## [Challenge A]
In the rear end swap thread, rewrite the paragraph beginning "i havnt done a g body to impala swap" as a short list that keeps its main facts.
## [Challenge B]
Extend the rear end swap thread, starting from its final line.

# G-Body Rear End Swap



## six trey impala (Sep 4, 2006)

i know i've seen cars with grand national rear ends but what all do u have too do too get the g-body rear end too bolt up too the impala mounts, i read that on caprices u have too lengthin the top trailing arms 2.5 inches and grind down the bushings on the lower trailing arms when swapping it too a caprice...but wanted too know how much u had too do for an impala?


----------



## six trey impala (Sep 4, 2006)

ttt


----------



## six trey impala (Sep 4, 2006)

???


----------



## KINGFISH_CUSTOMS (Oct 8, 2006)

> _Originally posted by six trey impala_@Jun 27 2009, 11:52 AM~14314603
> *???
> *



i know they use the ford 9 or the toyota axle...but this is what ive read so far on here...if ur impala has a v8 then use a regal V8 rear end becuz of the gearing

weld two upper mounts with either 2 bananas orr 2 regal trailing upper arms lowers bolt on the same..or you can get rid of the 2 trailing arm scenarios and pick up a wishbone and have that done...


----------



## FatDaddy53 (Oct 16, 2008)

i havnt done a g body to impala swap but i do alot of bombs..........jus get all ur angles measured up first.... pinion,and mounting tabs....measure ur side to side on the wells and frame.... a v6 or v8 g body will work try to get the gear ratio if u can, nationals rear ends wernt that great i knew a guy that raced um. he always ran lincoln axles after 75/80 they tend to whine but fuck were not speed demons.......i would recomend hittin up empire customs for that adjustable impala set up if u do the swap that way u can fine tune it


----------



## six trey impala (Sep 4, 2006)

> _Originally posted by KINGFISH_CUSTOMS_@Jun 27 2009, 12:00 PM~14314929
> *i know they use the ford 9 or the toyota axle...but this is what ive read so far on here...if ur impala has a v8 then use a regal V8 rear end becuz of the gearing
> 
> weld two upper mounts with either 2 bananas orr 2 regal trailing upper arms lowers bolt on the same..or you can get rid of the 2 trailing arm scenarios and pick up a wishbone and have that done...

## [Records]
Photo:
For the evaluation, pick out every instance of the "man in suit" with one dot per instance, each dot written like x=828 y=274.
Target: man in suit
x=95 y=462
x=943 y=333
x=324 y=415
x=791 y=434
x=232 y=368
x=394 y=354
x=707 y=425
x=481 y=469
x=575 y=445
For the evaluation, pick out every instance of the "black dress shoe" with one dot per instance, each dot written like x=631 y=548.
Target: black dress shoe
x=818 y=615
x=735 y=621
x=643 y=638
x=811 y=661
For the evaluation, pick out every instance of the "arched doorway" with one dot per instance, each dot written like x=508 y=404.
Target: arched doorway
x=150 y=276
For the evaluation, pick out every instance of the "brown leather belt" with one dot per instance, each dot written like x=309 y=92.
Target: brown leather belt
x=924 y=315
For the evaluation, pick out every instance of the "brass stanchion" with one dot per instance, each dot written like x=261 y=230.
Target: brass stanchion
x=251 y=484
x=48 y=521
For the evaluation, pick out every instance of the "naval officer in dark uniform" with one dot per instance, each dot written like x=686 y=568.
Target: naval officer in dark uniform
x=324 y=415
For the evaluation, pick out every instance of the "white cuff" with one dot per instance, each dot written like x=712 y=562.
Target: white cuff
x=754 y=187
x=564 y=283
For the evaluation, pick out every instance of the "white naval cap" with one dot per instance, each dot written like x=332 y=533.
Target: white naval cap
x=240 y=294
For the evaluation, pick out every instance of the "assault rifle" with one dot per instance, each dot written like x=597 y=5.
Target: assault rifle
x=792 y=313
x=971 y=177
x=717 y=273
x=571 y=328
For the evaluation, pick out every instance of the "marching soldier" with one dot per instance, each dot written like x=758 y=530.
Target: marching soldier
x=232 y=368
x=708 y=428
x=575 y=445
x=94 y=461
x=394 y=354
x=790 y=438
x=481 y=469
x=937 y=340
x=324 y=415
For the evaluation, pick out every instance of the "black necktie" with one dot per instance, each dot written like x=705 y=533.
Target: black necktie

## [Response A]
- The writer has not done a G-body to Impala swap but works on many bombs.
- Measure all angles first: the pinion and the mounting tabs.
- Measure side to side on the wells and the frame.
- A V6 or V8 G-body rear end will work; try to get the gear ratio.
- National rear ends were not very good. A person the writer knew raced them and always ran Lincoln axles.
- They tend to whine after 75/80, but speed is not the goal.
- For this swap, the writer recommends the adjustable Impala setup from Empire Customs, so the fit can be fine-tuned.

## [Response B]
> *


cool i already have a wish bone...thanks alot bro im gonna go with a 9 inch later on but money's tight right now and i cant afford to find a 9" then have it shortened and i already have a g-body rear end laying so i figured i'd just use that since i saw them do it on this car...


----------



## six trey impala (Sep 4, 2006)

> _Originally posted by FatDaddy53_@Jun 27 2009, 12:07 PM~14314961
> *i havnt done a g body to impala swap but i do alot of bombs..........jus get all ur angles measured up first.... pinion,and mounting tabs....measure ur side to side on the wells and frame.... a v6 or v8 g body will work try to get the gear ratio if u can, nationals rear ends wernt that great i knew a guy that raced um. he always ran lincoln axles after 75/80 they tend to whine but fuck were not speed demons.......i would recomend hittin up empire customs for that adjustable impala set up if u do the swap that way u can fine tune it
> *


thanks for the info


----------



## .TODD (Oct 18, 2008)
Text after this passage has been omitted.